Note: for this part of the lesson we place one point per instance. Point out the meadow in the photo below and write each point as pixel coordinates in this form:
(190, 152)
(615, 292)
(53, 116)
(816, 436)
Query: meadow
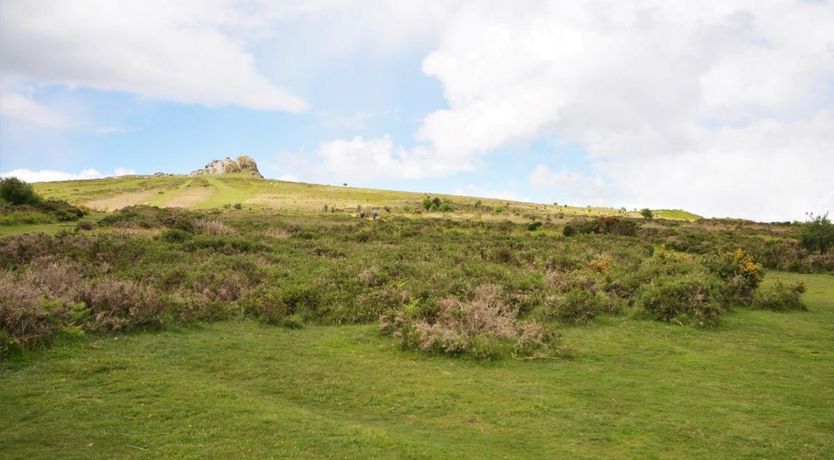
■ ■ ■ ■ ■
**GIVEN INSTRUCTION:**
Rewrite the records above with "pixel coordinates" replaced by "image coordinates" and everything else unchanged, leaving out the pictures.

**WRITTEN RESPONSE:**
Note: for this part of the lesson we place one point per instance. Point out the meadow in the photo below and write each point as image coordinates in this form:
(190, 152)
(615, 292)
(53, 116)
(816, 436)
Query: meadow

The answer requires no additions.